▶ TAREA
Reproduzca íntegro el texto de lectura que aparece a continuación, sin alterar una sola palabra ni signo.

▶ TEXTO DE LECTURA
· · · · ·
She Loves You y nos conducen con delicadeza, respetando nuestra evolución, hasta ofrecernos la posibilidad de contemplar la inmensidad del tiempo toda a la vez, mientras suena la orquesta de

Un día en la vida. (Los Beatles tampoco terminan. Es cierto que en la tapa de su último disco figura que la canción de cierre se llama

The End, esa en la que dicen que, al final, uno recibe un amor equivalente al que ha dado, pero es mentira que sea la última porque después viene otra que no figura en la lista, una canción escondida y cortita en la que Paul dice que Su Majestad es una chica bonita y que un día la va a hacer suya.)

Tengo muchas historias favoritas, pero la del rey Arturo ocupa un sitial de honor. Supongo que su primer encanto fue el más obvio: me gustaban las armaduras, la noción igualitaria de la Mesa Redonda, el ideal romántico de sus caballeros y la búsqueda del Santo Grial, la copa en que Cristo bebió durante la Última Cena. Siempre fue una mezcla perfecta de aventura épica y de búsqueda espiritual. A medida que crecí, las versiones infantiles del cuento quedaron atrás y fue tiempo de leer las fuentes originales: Geoffrey de Monmouth y su

Historia de los reyes de Bretaña, sir Thomas Malory y

Le Morte d’Arthur, el ciclo del Grial, poemas como

Sir Gawain and the Green Knight. Crecer es, en buena medida, lidiar con las contradicciones. Aprendí entonces que un hombre como Arturo podía tener la mejor de las intenciones y a la vez ser mezquino, carnal y egoísta. Arturo cometía incesto, asesinaba a niños inocentes y olvidaba el bien común, obnubilado por su pena privada.
· · · · ·
Entradas guardadas
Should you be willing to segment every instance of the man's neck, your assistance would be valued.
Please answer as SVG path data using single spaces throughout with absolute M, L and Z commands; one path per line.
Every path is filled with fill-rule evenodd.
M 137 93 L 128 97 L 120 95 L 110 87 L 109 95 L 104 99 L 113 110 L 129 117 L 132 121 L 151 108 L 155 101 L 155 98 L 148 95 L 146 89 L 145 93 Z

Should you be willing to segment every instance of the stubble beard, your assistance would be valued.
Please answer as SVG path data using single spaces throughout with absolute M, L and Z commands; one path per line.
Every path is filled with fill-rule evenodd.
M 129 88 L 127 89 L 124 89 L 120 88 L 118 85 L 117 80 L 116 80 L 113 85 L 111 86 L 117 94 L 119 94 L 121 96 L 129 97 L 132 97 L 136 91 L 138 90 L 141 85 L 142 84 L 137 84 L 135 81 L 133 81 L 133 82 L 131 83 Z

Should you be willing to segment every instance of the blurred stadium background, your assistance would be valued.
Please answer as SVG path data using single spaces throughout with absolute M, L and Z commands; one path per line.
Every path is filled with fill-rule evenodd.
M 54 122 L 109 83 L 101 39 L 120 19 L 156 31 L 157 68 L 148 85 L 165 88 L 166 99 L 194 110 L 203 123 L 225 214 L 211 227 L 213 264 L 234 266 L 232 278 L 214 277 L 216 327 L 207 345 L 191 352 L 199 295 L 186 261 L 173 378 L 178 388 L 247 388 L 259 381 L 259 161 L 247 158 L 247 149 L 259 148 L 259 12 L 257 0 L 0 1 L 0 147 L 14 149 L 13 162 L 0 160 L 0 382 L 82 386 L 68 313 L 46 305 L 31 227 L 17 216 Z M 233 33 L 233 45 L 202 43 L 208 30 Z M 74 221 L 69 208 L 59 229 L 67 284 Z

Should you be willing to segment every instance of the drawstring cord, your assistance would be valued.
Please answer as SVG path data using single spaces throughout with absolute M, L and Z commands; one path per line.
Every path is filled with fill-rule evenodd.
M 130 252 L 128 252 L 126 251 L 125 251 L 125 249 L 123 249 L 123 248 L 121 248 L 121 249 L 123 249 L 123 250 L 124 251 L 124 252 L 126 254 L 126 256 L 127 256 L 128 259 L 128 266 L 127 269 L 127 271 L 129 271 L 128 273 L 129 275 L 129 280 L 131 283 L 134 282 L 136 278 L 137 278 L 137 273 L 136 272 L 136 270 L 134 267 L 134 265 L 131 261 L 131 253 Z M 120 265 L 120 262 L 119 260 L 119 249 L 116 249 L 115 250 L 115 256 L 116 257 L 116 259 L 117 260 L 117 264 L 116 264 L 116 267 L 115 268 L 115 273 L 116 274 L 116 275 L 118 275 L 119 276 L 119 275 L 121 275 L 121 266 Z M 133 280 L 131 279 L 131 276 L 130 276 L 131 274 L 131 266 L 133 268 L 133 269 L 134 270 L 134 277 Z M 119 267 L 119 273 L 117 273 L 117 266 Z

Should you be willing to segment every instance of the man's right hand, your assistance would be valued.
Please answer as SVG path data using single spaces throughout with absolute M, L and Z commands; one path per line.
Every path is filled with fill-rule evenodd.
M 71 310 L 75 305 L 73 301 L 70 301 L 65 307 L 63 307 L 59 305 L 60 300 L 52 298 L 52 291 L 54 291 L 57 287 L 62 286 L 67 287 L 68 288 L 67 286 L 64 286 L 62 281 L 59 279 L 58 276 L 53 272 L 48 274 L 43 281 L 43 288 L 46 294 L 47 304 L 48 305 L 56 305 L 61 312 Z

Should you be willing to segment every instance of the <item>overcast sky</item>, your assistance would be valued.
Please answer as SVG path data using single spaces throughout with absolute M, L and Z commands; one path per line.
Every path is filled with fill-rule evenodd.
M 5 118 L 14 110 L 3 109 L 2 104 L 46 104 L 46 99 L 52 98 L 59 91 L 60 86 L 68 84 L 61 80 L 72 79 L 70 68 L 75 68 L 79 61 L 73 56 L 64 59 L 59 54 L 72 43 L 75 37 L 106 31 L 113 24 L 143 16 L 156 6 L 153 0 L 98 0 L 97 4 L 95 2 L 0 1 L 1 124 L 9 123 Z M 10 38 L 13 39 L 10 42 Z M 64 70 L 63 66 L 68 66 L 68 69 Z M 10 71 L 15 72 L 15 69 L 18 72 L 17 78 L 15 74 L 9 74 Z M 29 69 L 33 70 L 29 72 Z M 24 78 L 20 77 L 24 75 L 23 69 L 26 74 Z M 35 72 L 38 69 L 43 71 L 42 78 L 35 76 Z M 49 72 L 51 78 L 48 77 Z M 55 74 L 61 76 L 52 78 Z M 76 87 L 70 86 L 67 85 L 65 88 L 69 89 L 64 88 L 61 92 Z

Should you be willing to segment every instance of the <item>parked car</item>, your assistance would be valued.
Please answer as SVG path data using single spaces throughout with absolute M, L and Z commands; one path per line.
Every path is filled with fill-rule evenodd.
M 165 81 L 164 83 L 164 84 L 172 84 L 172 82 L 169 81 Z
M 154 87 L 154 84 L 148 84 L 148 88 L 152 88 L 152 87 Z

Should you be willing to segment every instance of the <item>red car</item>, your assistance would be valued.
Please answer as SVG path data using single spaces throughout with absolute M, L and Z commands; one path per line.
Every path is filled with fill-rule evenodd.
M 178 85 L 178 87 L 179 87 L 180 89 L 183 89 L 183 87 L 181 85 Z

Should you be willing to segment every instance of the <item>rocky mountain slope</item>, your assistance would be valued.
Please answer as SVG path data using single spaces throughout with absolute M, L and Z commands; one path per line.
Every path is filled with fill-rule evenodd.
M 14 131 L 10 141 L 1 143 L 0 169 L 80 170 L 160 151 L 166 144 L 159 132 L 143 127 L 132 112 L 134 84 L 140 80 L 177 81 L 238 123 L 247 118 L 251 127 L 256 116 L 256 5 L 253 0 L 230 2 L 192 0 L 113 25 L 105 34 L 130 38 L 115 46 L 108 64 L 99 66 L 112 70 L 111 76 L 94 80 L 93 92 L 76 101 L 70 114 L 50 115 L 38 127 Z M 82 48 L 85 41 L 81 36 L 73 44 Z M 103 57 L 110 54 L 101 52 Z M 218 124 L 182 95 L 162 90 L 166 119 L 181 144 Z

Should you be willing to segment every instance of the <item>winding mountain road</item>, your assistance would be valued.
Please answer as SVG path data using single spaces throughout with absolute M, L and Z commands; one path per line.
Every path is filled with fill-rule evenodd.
· · · · ·
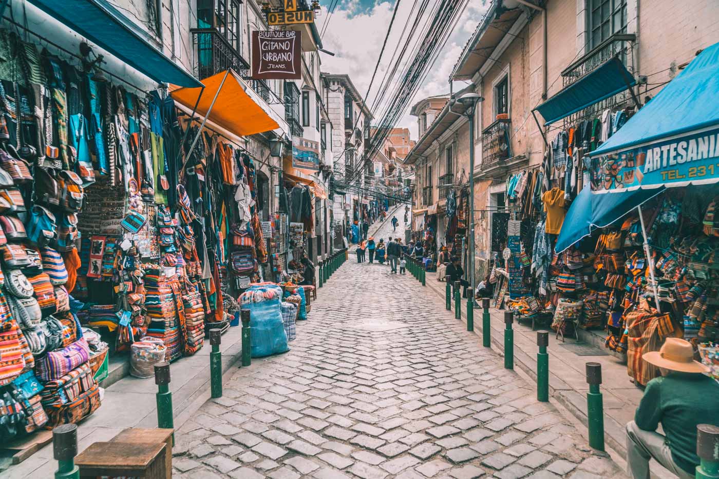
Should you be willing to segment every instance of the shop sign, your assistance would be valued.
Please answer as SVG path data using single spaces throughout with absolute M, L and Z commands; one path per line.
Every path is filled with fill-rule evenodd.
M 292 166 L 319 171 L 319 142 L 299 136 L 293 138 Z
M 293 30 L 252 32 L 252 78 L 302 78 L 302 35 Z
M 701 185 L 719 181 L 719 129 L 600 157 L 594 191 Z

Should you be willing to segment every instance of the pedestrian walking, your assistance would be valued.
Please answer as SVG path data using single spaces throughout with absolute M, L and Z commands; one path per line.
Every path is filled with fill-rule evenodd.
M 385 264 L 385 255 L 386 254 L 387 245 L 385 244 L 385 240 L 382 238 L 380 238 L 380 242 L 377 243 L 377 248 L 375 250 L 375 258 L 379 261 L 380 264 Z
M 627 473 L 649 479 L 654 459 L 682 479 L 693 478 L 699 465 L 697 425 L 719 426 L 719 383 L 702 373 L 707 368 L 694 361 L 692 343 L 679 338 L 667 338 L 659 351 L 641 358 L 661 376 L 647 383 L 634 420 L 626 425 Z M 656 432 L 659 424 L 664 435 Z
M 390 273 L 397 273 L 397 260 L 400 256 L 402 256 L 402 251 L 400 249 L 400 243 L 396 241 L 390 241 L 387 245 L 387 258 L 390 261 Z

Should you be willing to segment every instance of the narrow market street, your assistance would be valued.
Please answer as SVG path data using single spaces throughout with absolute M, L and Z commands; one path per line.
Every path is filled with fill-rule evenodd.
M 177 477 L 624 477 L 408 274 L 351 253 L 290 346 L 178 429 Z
· · · · ·
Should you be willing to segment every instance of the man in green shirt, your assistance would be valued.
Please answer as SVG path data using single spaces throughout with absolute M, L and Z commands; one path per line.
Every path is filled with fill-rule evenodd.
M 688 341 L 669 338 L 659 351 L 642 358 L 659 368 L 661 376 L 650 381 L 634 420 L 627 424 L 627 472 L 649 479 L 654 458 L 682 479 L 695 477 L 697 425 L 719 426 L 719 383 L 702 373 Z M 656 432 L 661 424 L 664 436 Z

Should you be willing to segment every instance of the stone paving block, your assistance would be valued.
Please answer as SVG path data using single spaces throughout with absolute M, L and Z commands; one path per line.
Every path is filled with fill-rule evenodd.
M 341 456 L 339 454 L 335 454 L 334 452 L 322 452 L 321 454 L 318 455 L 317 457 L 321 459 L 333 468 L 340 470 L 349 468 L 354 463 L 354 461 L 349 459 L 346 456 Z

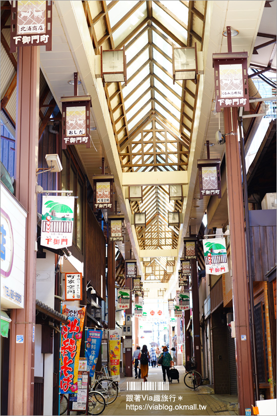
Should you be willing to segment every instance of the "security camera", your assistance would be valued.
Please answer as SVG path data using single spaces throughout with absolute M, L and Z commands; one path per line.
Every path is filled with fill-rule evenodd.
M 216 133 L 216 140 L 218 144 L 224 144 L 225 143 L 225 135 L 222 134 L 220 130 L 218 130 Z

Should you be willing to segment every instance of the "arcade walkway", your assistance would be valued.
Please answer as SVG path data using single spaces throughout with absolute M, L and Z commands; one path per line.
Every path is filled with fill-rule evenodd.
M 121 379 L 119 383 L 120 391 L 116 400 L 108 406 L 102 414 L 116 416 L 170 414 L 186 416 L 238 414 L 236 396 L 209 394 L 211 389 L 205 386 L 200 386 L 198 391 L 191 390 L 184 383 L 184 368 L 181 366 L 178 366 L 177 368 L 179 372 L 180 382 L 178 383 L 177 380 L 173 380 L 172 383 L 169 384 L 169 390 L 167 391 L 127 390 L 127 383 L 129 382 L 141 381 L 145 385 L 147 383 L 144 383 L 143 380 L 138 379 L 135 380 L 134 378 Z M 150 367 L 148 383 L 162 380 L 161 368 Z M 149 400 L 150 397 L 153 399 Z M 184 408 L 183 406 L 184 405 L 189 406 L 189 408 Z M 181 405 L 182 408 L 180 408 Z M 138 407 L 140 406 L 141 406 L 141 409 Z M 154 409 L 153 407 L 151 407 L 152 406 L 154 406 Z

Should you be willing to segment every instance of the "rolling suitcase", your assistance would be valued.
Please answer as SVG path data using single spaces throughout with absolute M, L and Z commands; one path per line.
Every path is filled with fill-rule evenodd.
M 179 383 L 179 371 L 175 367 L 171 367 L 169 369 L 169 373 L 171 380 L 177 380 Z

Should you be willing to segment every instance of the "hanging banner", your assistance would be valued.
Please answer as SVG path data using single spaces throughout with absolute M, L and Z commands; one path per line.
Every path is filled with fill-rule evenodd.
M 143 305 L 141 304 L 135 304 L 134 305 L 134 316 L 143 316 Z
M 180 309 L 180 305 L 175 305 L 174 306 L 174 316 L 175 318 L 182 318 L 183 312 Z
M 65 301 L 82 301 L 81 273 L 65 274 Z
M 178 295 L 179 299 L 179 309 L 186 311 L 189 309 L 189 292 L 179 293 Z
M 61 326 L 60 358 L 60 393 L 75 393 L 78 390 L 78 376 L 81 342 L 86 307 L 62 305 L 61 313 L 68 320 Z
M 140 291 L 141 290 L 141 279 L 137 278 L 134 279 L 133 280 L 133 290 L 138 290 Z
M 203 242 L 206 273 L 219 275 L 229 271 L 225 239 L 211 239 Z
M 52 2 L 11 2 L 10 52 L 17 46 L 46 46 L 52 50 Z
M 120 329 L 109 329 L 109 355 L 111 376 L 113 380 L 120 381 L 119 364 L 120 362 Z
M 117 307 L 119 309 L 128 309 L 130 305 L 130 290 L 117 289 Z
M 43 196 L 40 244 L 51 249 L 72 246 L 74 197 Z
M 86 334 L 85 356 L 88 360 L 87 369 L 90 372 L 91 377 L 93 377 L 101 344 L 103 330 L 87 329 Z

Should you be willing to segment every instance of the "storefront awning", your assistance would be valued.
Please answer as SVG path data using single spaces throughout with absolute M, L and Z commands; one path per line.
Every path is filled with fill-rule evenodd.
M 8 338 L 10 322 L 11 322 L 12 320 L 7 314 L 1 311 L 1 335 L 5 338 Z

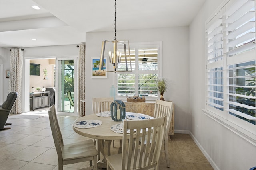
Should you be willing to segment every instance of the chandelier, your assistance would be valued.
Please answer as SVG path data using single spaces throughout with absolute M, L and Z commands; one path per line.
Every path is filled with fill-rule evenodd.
· · · · ·
▶ RESPUESTA CORRECTA
She Loves You y nos conducen con delicadeza, respetando nuestra evolución, hasta ofrecernos la posibilidad de contemplar la inmensidad del tiempo toda a la vez, mientras suena la orquesta de

Un día en la vida. (Los Beatles tampoco terminan. Es cierto que en la tapa de su último disco figura que la canción de cierre se llama

The End, esa en la que dicen que, al final, uno recibe un amor equivalente al que ha dado, pero es mentira que sea la última porque después viene otra que no figura en la lista, una canción escondida y cortita en la que Paul dice que Su Majestad es una chica bonita y que un día la va a hacer suya.)

Tengo muchas historias favoritas, pero la del rey Arturo ocupa un sitial de honor. Supongo que su primer encanto fue el más obvio: me gustaban las armaduras, la noción igualitaria de la Mesa Redonda, el ideal romántico de sus caballeros y la búsqueda del Santo Grial, la copa en que Cristo bebió durante la Última Cena. Siempre fue una mezcla perfecta de aventura épica y de búsqueda espiritual. A medida que crecí, las versiones infantiles del cuento quedaron atrás y fue tiempo de leer las fuentes originales: Geoffrey de Monmouth y su

Historia de los reyes de Bretaña, sir Thomas Malory y

Le Morte d’Arthur, el ciclo del Grial, poemas como

Sir Gawain and the Green Knight. Crecer es, en buena medida, lidiar con las contradicciones. Aprendí entonces que un hombre como Arturo podía tener la mejor de las intenciones y a la vez ser mezquino, carnal y egoísta. Arturo cometía incesto, asesinaba a niños inocentes y olvidaba el bien común, obnubilado por su pena privada.